:: Your task ::
Work out how many lines in the entries below include the word "headlight". Give nothing but the number.

+ + + + +

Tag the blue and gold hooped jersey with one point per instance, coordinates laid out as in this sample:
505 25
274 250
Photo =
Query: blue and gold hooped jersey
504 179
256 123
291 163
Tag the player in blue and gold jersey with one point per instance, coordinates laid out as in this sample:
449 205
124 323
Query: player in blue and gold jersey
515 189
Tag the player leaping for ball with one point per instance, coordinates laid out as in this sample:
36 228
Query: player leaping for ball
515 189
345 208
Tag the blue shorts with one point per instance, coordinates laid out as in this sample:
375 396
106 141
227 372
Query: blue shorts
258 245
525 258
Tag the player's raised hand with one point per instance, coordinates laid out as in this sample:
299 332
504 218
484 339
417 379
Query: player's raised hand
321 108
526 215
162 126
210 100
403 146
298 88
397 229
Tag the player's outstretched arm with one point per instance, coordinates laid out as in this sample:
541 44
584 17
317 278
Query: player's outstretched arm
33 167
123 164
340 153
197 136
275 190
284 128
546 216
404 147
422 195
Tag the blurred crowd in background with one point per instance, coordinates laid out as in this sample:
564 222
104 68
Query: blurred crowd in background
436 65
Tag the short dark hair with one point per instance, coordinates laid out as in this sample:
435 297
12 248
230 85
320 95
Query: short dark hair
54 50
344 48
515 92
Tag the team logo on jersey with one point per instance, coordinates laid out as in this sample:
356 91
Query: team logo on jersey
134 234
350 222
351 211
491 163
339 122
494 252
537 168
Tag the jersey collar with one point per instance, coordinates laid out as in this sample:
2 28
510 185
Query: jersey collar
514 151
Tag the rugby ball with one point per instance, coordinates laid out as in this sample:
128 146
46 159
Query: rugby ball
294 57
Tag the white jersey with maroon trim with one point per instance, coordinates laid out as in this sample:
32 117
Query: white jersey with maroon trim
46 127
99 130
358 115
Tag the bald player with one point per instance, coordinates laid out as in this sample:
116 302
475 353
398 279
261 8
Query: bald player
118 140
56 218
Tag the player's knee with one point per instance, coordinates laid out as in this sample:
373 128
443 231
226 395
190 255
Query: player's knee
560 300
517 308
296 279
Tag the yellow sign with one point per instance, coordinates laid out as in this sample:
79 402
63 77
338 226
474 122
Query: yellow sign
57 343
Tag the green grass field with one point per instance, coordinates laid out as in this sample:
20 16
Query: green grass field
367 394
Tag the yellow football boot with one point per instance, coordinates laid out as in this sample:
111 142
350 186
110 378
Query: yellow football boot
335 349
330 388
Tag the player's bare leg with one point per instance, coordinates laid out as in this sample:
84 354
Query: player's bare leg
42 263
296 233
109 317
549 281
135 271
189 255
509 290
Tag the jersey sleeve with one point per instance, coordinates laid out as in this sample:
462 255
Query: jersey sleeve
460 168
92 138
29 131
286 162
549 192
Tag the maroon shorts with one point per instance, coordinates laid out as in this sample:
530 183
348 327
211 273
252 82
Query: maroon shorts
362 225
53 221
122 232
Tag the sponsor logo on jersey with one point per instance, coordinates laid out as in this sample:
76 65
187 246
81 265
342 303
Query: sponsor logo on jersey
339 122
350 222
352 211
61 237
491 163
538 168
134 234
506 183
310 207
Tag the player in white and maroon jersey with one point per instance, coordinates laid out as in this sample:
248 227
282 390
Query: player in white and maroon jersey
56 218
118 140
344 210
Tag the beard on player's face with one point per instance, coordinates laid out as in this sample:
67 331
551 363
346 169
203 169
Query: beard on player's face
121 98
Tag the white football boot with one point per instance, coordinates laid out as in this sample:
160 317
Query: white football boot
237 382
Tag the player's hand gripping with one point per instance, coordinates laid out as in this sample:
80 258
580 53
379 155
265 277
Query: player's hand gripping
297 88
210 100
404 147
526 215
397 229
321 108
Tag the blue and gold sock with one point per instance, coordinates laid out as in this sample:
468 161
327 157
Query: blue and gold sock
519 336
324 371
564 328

+ + + + +

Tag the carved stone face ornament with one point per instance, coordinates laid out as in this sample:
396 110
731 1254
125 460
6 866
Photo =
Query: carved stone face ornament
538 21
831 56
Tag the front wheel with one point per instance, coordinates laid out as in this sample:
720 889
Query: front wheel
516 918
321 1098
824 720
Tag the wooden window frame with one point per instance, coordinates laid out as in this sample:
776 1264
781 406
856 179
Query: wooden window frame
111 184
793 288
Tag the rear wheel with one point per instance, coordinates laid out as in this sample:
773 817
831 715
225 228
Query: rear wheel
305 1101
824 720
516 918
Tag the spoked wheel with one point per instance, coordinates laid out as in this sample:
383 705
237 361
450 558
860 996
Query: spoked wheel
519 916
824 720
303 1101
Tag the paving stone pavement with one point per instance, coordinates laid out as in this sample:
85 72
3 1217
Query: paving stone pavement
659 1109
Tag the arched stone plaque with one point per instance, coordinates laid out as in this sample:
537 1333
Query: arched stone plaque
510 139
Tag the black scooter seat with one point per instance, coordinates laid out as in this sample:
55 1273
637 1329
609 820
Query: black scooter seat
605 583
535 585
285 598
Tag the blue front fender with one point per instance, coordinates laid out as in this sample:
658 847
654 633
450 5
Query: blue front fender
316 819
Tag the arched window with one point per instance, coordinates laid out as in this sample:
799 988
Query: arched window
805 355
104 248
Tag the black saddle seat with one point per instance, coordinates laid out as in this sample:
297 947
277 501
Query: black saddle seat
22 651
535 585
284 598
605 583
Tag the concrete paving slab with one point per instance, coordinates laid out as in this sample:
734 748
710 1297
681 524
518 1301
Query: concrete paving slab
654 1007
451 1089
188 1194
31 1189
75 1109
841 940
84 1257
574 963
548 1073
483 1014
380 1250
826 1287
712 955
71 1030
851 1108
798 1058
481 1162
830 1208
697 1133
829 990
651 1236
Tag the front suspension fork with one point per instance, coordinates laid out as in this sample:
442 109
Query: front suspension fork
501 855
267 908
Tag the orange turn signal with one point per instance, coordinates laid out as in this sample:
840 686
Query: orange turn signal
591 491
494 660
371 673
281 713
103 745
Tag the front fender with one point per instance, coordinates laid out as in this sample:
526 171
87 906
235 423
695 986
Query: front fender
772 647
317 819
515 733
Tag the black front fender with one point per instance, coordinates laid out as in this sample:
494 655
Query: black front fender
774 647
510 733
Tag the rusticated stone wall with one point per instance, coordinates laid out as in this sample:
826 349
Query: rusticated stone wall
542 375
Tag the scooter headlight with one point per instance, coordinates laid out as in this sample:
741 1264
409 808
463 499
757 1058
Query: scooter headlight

+ + + + +

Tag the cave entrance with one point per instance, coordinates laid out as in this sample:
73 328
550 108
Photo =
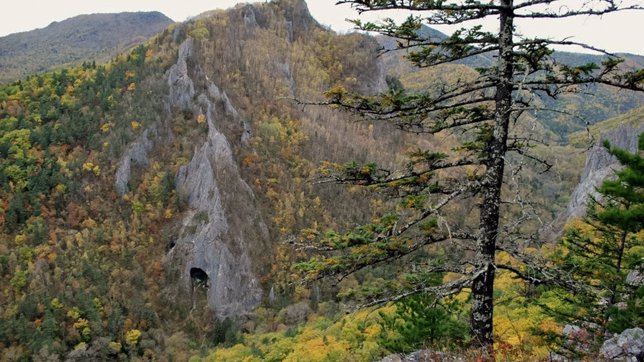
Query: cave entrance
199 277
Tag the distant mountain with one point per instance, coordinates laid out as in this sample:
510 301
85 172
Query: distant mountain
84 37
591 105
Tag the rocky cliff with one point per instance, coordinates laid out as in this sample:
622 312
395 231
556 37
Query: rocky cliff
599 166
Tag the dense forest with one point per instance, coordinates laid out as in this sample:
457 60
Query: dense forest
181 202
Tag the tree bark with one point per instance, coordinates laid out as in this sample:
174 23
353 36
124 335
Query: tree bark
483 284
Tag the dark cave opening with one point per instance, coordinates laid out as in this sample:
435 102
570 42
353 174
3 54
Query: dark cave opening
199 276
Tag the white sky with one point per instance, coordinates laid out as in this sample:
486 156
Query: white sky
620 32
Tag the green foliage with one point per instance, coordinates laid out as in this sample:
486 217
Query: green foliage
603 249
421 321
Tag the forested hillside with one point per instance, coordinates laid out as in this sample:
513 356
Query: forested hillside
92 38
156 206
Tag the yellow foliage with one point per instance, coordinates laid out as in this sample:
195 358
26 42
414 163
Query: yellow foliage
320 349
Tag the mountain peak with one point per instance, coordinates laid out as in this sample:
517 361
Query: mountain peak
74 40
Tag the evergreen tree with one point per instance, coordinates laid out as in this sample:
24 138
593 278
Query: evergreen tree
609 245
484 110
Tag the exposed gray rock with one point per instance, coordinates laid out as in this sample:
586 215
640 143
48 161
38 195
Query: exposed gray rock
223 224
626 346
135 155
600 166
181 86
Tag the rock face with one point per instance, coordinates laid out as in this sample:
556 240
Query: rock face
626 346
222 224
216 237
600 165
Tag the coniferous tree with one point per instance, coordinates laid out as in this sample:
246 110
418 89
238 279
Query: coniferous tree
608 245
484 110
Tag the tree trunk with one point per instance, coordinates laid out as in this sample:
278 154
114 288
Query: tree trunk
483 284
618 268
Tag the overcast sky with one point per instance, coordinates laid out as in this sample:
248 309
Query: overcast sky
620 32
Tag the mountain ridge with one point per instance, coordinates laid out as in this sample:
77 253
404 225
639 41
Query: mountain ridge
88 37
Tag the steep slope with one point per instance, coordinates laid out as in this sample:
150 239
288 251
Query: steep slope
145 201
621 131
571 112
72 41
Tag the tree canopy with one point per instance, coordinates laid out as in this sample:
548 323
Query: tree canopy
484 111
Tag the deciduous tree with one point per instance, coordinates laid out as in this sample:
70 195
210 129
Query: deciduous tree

+ + + + +

:: Result ::
2